## Given task
Update the records below by changing every "camera-trap tally" to "street survey", with nothing else altered.
>>>>
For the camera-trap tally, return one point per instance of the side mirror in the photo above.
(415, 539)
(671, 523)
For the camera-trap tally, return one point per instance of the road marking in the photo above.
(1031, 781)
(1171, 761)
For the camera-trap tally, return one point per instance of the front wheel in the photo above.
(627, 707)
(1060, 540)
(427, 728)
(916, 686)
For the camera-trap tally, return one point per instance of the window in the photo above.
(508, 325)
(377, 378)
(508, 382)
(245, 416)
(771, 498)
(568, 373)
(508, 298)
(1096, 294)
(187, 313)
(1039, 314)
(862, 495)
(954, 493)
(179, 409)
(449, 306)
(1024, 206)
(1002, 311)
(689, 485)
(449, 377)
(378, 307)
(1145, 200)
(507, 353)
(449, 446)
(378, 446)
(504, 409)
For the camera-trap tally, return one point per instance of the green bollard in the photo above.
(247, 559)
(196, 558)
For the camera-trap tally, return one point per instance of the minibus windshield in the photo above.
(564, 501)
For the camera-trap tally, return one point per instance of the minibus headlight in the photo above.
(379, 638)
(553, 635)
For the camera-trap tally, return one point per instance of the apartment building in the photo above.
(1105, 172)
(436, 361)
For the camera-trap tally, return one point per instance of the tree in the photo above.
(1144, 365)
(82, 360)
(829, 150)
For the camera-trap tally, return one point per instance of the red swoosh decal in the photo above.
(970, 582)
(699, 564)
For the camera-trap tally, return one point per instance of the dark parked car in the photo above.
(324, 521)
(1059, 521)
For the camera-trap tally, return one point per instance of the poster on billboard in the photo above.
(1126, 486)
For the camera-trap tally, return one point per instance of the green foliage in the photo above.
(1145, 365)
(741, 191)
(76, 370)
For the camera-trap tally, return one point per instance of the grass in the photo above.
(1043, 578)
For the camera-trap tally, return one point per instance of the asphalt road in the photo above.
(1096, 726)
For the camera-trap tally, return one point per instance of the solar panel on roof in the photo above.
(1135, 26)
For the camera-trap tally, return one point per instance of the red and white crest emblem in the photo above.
<<<<
## Problem solution
For the street survey, return one point per instance of the side mirror in the photo above.
(415, 539)
(671, 523)
For the street survey, return one point per instance of the road marking in the photo above.
(1031, 781)
(1171, 761)
For the street survey, return one point per instance of the front wheel in the photo above.
(627, 707)
(1060, 540)
(427, 728)
(916, 686)
For the street survey, return one point per instance of the window in the photo above.
(508, 325)
(377, 378)
(508, 382)
(245, 416)
(771, 498)
(568, 373)
(508, 298)
(1096, 294)
(187, 313)
(1039, 314)
(862, 495)
(954, 493)
(179, 409)
(449, 306)
(1024, 206)
(1002, 311)
(689, 485)
(449, 377)
(378, 307)
(1145, 200)
(507, 353)
(449, 446)
(378, 446)
(504, 409)
For the street survey, return one point per instance of the green bollard in the photo above.
(247, 559)
(196, 558)
For the street survey, return one point per instance of the minibus windshield in the photo above.
(564, 501)
For the street survey, return one point per instance of the minibus headlight in the photo above.
(379, 638)
(553, 635)
For the street survey, return one point per instance of the apartment building in the photo above.
(1105, 172)
(436, 361)
For the street survey, return one point per instance of the tree in the photo above.
(1144, 365)
(82, 360)
(829, 150)
For the street survey, return one point per instance of the red swoosh decal in the photo above.
(970, 582)
(699, 564)
For the street survey, return one point per instance of the dark parked car in the photo above.
(324, 521)
(1059, 521)
For the street survey, return one point per instance of the poster on billboard in the photo above.
(1126, 486)
For the street survey, return one point per instance of the green foliage in the photo above.
(1145, 365)
(741, 191)
(76, 370)
For the street survey, return one point per instance of the grass in the photo above.
(1043, 578)
For the street survey, return one point per instance of the asphalt road in the photo above.
(1096, 726)
For the street survey, return one point per instance of the solar panel on roof in the photo above.
(1135, 26)
For the street survey, return one point per instance of the red and white crest emblem in the photo above.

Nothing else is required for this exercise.